WORK ITEM: You are asked to write out the entries exactly as they are given.

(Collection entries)
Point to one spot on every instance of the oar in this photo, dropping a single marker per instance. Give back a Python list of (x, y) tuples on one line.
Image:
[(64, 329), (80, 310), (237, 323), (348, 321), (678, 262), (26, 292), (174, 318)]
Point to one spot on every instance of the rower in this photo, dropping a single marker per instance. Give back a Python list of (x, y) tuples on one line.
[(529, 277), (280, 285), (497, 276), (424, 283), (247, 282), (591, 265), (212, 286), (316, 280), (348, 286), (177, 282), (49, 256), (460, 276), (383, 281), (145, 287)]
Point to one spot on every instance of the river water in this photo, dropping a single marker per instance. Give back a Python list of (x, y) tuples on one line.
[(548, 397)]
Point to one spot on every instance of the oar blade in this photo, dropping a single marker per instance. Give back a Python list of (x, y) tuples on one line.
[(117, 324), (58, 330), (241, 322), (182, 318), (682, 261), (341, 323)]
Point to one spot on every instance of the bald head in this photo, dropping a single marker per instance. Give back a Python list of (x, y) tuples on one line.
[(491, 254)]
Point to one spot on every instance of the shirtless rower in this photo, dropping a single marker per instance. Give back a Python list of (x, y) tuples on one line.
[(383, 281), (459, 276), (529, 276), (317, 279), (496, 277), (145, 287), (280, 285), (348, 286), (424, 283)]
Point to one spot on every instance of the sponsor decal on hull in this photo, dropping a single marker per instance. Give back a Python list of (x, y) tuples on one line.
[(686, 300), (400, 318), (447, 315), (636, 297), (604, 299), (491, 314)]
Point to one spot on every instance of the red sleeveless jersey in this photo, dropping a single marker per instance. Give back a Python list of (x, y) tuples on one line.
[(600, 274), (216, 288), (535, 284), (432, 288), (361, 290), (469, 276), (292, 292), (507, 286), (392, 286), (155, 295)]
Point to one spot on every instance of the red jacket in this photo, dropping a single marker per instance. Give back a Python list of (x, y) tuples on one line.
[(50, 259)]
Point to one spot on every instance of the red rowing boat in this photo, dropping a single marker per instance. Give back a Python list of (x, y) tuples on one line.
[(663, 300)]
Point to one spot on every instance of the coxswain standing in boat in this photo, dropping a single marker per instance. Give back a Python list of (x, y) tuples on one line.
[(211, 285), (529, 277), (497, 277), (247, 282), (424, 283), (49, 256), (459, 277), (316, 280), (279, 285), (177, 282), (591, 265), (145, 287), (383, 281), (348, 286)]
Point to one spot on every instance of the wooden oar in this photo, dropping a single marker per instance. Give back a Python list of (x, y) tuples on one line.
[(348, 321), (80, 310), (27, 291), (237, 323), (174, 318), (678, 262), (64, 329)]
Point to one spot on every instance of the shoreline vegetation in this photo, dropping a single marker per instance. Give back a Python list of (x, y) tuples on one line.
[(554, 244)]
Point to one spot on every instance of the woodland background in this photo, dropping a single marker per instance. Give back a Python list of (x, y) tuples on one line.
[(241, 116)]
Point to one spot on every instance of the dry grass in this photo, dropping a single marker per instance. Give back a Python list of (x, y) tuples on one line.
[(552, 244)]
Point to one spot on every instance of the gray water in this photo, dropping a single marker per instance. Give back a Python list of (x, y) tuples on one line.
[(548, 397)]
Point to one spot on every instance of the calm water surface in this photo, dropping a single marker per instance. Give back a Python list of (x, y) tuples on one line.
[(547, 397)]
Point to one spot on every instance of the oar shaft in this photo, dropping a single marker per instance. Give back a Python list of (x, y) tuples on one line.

WRITTEN ANSWER:
Point to one spot on every instance of the oar in this photo, dropping a single marker per instance. Give back a Python list of (x, y) tuples on one line.
Image:
[(64, 329), (80, 310), (237, 323), (348, 321), (678, 262), (26, 292), (174, 318)]
Point to one spot on every instance of the rower in this photo, dropping a single marker per instance. Give back a Python list of (x, y) tuples on one line.
[(529, 277), (280, 285), (497, 276), (424, 283), (247, 282), (591, 265), (212, 286), (316, 280), (348, 286), (177, 282), (49, 256), (460, 276), (383, 281), (145, 287)]
Point to one spot on every instance of the river water in this photo, dropping a single marker per instance. Give back a Python list of (x, y) tuples on one line.
[(548, 397)]
Point to one spot on every instance of the oar blade in this photo, dropping a single marker per instance. Give back a Python list of (x, y) tuples on one line.
[(117, 324), (58, 330), (241, 322), (182, 318), (682, 261), (341, 323)]
Point to one spot on every instance of the bald head in this photo, dropping a single marker per instance. Give back a Python list of (x, y) tuples on one line.
[(491, 254)]
Point to one spot on every instance of the shirtless rower in this photo, dropping a single marker per instance. Give back a Python list of (x, y) tuples on one line.
[(383, 281), (459, 276), (529, 276), (317, 279), (496, 277), (145, 287), (280, 285), (348, 286), (424, 283)]
Point to one spot on every instance of the sponsor decal on hull in this photo, dropping a single marker per instance. Give back a Python list of (x, y) tuples on one line.
[(686, 300), (400, 318), (447, 315), (636, 297), (604, 299), (491, 314)]
Point to one spot on every instance of the red sleeveless jersey in this photo, dropping a single marker per instance. Give back a Python list of (x, y) tuples on one line.
[(600, 274), (216, 288), (535, 284), (432, 288), (361, 290), (469, 276), (292, 292), (507, 286), (392, 286), (155, 295)]
Point to one spot on every instance of the red jacket in this photo, dropping a single marker per instance. Give back a Python list of (x, y) tuples on one line.
[(50, 259)]
Point to one spot on every instance of the red rowing boat in this photo, dropping a single marker per instance. Give back a Python list of (x, y) tuples on one line.
[(663, 300)]
Point to one spot on every instance of the coxswain standing in boat in this photo, dropping a single marker per instance. Give back a Python list of (x, y) tuples on one line.
[(211, 285), (529, 277), (497, 277), (247, 282), (424, 283), (49, 256), (459, 277), (316, 280), (279, 285), (177, 282), (591, 265), (145, 287), (383, 281), (348, 286)]
Point to one spot on every instance of the wooden oar in this photo, dropping a single marker per instance. Give back a Python list of (x, y) tuples on one line.
[(348, 321), (80, 310), (27, 291), (237, 323), (174, 318), (678, 262), (64, 329)]
Point to one spot on every instance of the shoreline vegetation in this photo, dropping a single marker per instance. Give back a Python list of (x, y) tuples on one line.
[(554, 244)]
Point to one spot on every instance of the woodland background in this photo, dropping a single marker per instance. Give back a Python list of (x, y) tuples on one line.
[(241, 116)]
Point to one spot on every instance of the dry grass in this photo, dropping a single marker per instance. Give back a Python list of (x, y) tuples on one line.
[(552, 244)]
Point to one spot on every instance of the gray water in this photo, dropping a single marker per instance. Give back a Python list of (x, y) tuples on one line.
[(548, 397)]
Point to one spot on every instance of the calm water surface in this photo, dropping a single marker per instance. Give back a Python list of (x, y) tuples on one line.
[(547, 397)]
Point to one spot on every instance of the oar shaft in this photo, dropping a single marker per instance. Give back a Python list of (x, y) tuples on one line.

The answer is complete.